### MATERIAL TO PROCESS:

· · · · · · ·

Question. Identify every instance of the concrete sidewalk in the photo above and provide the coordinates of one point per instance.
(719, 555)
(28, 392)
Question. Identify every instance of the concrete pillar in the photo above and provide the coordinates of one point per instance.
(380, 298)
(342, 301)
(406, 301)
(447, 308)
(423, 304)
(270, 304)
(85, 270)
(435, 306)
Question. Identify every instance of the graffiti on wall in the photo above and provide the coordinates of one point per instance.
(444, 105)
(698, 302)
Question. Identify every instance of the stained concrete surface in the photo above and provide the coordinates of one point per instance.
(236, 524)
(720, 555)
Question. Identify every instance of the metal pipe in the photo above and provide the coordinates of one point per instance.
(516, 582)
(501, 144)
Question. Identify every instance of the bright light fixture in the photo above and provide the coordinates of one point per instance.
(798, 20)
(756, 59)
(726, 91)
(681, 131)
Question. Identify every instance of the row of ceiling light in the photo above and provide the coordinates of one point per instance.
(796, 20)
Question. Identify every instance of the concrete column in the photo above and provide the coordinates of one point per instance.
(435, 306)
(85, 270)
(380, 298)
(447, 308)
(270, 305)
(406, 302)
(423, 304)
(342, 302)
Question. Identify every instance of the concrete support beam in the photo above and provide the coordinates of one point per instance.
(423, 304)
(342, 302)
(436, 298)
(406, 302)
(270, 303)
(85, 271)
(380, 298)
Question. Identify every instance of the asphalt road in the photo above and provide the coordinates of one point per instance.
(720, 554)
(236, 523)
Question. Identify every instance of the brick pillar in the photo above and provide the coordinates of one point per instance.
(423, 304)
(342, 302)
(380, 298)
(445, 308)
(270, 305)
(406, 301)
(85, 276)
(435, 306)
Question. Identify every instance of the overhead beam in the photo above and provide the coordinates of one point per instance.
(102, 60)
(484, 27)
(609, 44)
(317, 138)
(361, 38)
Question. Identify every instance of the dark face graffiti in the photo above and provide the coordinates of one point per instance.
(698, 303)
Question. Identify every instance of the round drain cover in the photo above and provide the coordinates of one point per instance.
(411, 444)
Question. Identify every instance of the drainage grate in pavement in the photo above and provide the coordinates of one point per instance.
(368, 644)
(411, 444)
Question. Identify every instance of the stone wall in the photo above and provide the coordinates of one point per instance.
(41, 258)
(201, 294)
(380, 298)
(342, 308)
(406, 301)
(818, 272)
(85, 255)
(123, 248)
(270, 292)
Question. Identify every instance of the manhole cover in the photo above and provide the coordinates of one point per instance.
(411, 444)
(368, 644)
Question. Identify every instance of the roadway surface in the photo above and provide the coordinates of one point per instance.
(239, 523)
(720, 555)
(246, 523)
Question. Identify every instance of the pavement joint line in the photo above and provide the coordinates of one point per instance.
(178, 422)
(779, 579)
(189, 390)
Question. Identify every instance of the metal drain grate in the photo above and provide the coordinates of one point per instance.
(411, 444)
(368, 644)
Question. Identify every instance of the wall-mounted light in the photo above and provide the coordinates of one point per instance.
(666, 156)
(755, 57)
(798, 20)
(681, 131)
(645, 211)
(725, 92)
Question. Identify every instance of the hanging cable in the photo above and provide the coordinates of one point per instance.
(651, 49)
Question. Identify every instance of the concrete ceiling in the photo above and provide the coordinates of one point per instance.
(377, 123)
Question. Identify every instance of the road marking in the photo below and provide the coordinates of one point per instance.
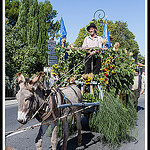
(17, 132)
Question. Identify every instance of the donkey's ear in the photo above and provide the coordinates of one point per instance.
(21, 78)
(35, 79)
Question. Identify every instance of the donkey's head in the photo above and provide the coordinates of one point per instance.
(26, 97)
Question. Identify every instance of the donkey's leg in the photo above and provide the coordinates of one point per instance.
(78, 118)
(54, 138)
(38, 140)
(66, 133)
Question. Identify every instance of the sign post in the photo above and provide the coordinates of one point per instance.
(52, 58)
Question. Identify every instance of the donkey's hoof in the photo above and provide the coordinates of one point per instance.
(79, 143)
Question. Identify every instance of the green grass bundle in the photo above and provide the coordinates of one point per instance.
(113, 120)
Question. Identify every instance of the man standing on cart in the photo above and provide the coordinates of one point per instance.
(90, 42)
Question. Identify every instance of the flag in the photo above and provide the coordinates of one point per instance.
(106, 34)
(63, 31)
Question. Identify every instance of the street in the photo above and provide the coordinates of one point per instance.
(25, 140)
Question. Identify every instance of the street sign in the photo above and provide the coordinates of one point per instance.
(51, 62)
(47, 69)
(51, 53)
(52, 58)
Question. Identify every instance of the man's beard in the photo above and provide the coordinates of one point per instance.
(92, 33)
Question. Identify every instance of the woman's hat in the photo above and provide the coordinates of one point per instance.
(91, 25)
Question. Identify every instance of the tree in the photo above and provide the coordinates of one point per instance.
(26, 42)
(141, 59)
(52, 28)
(119, 32)
(12, 11)
(33, 23)
(43, 34)
(21, 24)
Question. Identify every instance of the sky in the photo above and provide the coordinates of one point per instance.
(78, 13)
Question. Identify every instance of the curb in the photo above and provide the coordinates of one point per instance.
(10, 98)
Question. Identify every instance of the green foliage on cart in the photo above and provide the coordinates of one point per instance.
(115, 122)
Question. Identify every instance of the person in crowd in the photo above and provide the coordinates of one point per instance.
(90, 42)
(136, 88)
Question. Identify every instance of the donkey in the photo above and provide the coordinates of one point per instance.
(30, 97)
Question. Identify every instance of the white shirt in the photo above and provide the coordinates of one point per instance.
(92, 42)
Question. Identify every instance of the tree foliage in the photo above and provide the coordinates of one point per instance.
(26, 41)
(12, 11)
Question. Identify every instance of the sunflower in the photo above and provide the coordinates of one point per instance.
(133, 60)
(120, 57)
(106, 82)
(101, 79)
(54, 74)
(112, 71)
(87, 82)
(55, 66)
(108, 61)
(103, 63)
(111, 57)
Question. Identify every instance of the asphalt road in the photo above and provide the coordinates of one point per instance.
(25, 140)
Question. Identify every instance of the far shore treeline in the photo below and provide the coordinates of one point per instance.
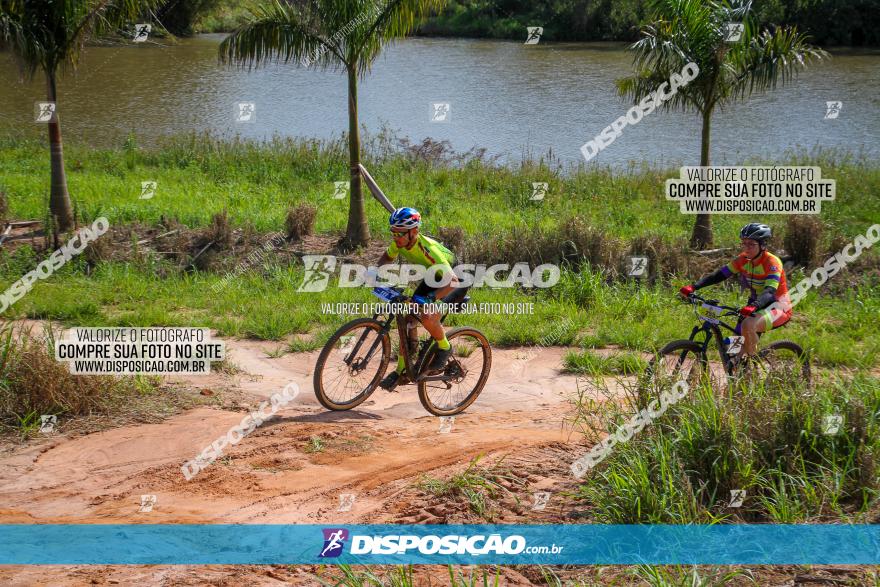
(829, 22)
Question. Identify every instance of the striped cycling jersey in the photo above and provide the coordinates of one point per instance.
(426, 252)
(757, 275)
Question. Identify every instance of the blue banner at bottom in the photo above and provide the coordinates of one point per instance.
(578, 544)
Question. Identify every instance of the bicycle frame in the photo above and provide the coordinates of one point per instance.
(401, 320)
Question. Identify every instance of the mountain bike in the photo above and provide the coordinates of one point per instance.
(780, 362)
(355, 358)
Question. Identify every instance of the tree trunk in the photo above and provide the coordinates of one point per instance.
(701, 238)
(59, 199)
(357, 233)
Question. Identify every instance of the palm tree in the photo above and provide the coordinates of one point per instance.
(684, 31)
(45, 35)
(336, 34)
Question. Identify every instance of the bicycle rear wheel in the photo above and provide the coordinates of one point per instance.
(351, 364)
(465, 373)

· · · · · · ·

Quote all of the rows above verbatim, leaving the pictures out of your reply.

### EXERCISE SOLUTION:
Question. Identify every instance of the concrete sidewalk in the photo above and provide the coordinates of one point per instance.
(719, 555)
(28, 392)
Question. Identify every instance of the concrete pillar in the photo above and provide the coordinates of one point per instance.
(380, 298)
(342, 301)
(406, 301)
(447, 308)
(423, 304)
(270, 304)
(85, 270)
(435, 306)
Question. Identify every instance of the graffiti on wall in the photo above and provide the coordinates of one point per instance.
(444, 105)
(698, 302)
Question. Identify every instance of the stained concrete surface in the photo above and provide the coordinates of one point per instance.
(236, 524)
(720, 555)
Question. Identify every instance of the metal pipe in the photo above and provide the coordinates of one point per instance.
(516, 582)
(501, 144)
Question. Identify every instance of the bright light fixture in the photo above and provide the coordinates of one point per instance.
(798, 20)
(756, 59)
(726, 91)
(681, 131)
Question. Identify every instance of the row of ceiling light in the photo above and provide the coordinates of one point per instance.
(796, 20)
Question. Identify every instance of the concrete column in the photo above and provide the coordinates of one point per instance.
(435, 306)
(85, 270)
(380, 298)
(447, 308)
(270, 305)
(406, 302)
(423, 304)
(342, 302)
Question. Identify every instance of the concrete support beam in the photo above and provide the coordinates of one point per instance.
(423, 304)
(342, 302)
(436, 298)
(406, 302)
(270, 303)
(85, 271)
(380, 298)
Question. Identify every instance of the asphalt road in the photo above and provide the coordinates of one point per instance.
(720, 554)
(236, 523)
Question. Identify every instance of the brick pillar in the photo above and provide the coordinates of one point per instance.
(423, 304)
(342, 302)
(380, 298)
(445, 308)
(270, 305)
(406, 301)
(85, 276)
(435, 306)
Question. Identify every instance of the overhead beam in the photo above and provide the coordinates of one point per instance.
(102, 60)
(484, 27)
(609, 44)
(317, 138)
(361, 38)
Question. Identify every instance of the dark face graffiti in the photo above and provide the coordinates of one point per instance.
(698, 303)
Question. Identify every instance of the round drain cover in the photo above and provide the coordinates of one point per instance.
(411, 444)
Question. Identify every instance of the drainage grate in pavement in the photo above and provide the coordinates of one point per instance.
(368, 644)
(411, 444)
Question. Identify every instance of the stone wall in the photo above and provide the coordinates of one point per instance.
(41, 258)
(201, 294)
(380, 298)
(342, 308)
(406, 301)
(818, 272)
(85, 255)
(123, 248)
(270, 292)
Question. Identify every instance of the manhole cover in the photo above and provide the coordinates of one point per instance.
(411, 444)
(368, 644)
Question. Identify every instance of the roadway surface in the photo above and provide the coordinates of one point per instance.
(239, 523)
(720, 555)
(246, 523)
Question. Identify every instance of the pavement joint line in the photo above and provide the coordinates of one point per instance.
(178, 422)
(779, 579)
(189, 390)
Question. Identify every instance of the metal drain grate in the photo above and provide the coordinates of one point per instance.
(411, 444)
(368, 644)
Question. Identify every instance of the wall-mounted light in the photo above and provide the coordinates of one point per instance.
(666, 156)
(755, 57)
(798, 20)
(681, 131)
(645, 211)
(725, 92)
Question. Identify every instance of the hanging cable in the photo above and provide the coordinates of one point per instance.
(651, 49)
Question. Identify every instance of the concrete ceiling in the photo above and provide the coordinates of one point per instance.
(377, 123)
Question. Identify every instance of the road marking in the photo below and provide the coordinates of one point per instance.
(17, 132)
Question. Identify every instance of the donkey's ear in the photo above and provide the coordinates of one point per instance.
(21, 78)
(35, 79)
Question. Identify every instance of the donkey's head in the photo above and provide the coordinates of one point per instance.
(26, 97)
Question. Identify every instance of the donkey's leg in the photo above and provide the coordinates of one point per instance.
(78, 118)
(54, 138)
(38, 140)
(66, 133)
Question. Identify every instance of the sign post in the photo above and provide the coordinates of one point per instance.
(52, 58)
Question. Identify every instance of the donkey's hoof in the photo above and provide the coordinates of one point per instance.
(79, 143)
Question. Identify every instance of the green grass bundle in the photo above and provide the coordinates of one point per instance.
(113, 120)
Question. Identify every instance of the man standing on cart in the photo above and provide the coordinates of one point per instance.
(90, 42)
Question. Identify every instance of the flag in the photo above and provide the coordinates of one point per instance.
(106, 34)
(63, 31)
Question. Identify every instance of the street in the photo above and provide the coordinates of one point per instance.
(25, 140)
Question. Identify every instance of the street sign in the photo above and provide the coordinates of one point per instance.
(51, 62)
(47, 69)
(51, 53)
(52, 58)
Question. Identify every instance of the man's beard in the photo above and provide the coordinates of one point per instance.
(92, 33)
Question. Identify every instance of the woman's hat in the photo above and provide the coordinates of one point per instance.
(91, 25)
Question. Identify every instance of the tree in the photo above and provide the coordinates of one point per instance.
(26, 42)
(141, 59)
(52, 28)
(119, 32)
(12, 11)
(33, 23)
(43, 34)
(21, 24)
Question. Identify every instance of the sky in the photo above and provide the coordinates of one point per instance.
(78, 13)
Question. Identify every instance of the curb in the photo above and provide the coordinates of one point per instance.
(10, 98)
Question. Identify every instance of the green foliage on cart in the photo above and provide the coordinates of one point per instance.
(115, 122)
Question. Identify every instance of the person in crowd in the photo above and provide the coordinates of one point per instance.
(90, 42)
(136, 88)
Question. Identify every instance of the donkey in the photo above and provide the coordinates of one point per instance.
(30, 97)
Question. Identify every instance of the white shirt in the photo above and provide the coordinates of one point per instance.
(92, 42)
Question. Identify every instance of the tree foliage in the photo above and provide the coordinates of one point per instance.
(26, 41)
(12, 11)
Question. Identify every instance of the sunflower in the photo above and provide the coordinates of one point per instance.
(133, 60)
(120, 57)
(106, 82)
(101, 79)
(54, 74)
(112, 71)
(87, 82)
(55, 66)
(108, 61)
(103, 63)
(111, 57)
Question. Identify every instance of the asphalt road in the photo above and provide the coordinates of one point per instance.
(25, 140)
Question. Identify every instance of the far shore treeline in the photo below and provide the coordinates of one point per instance.
(829, 22)
Question. Identify every instance of the striped cycling jersey in the photo above and provide the coordinates of one point per instance.
(426, 252)
(757, 275)
Question. Identify every instance of the blue banner at bottom in the photo above and provide the coordinates of one point per instance.
(578, 544)
Question. Identify every instance of the bicycle frame in the photo above and provide the coordinates of one point per instance.
(401, 320)
Question. Identify every instance of the mountain bike in the photo above and provide the coordinates of one point per instance.
(780, 362)
(355, 358)
Question. Identify every instance of the tree trunk in the photo above and provide the coordinates of one point per instance.
(701, 238)
(59, 199)
(357, 233)
Question. Identify every instance of the palm tree in the photo above and provide the coordinates of one point per instance.
(684, 31)
(45, 35)
(336, 34)
Question. Identify every instance of the bicycle rear wheel in the photo above and provide the coordinates of one point per instance.
(351, 364)
(465, 373)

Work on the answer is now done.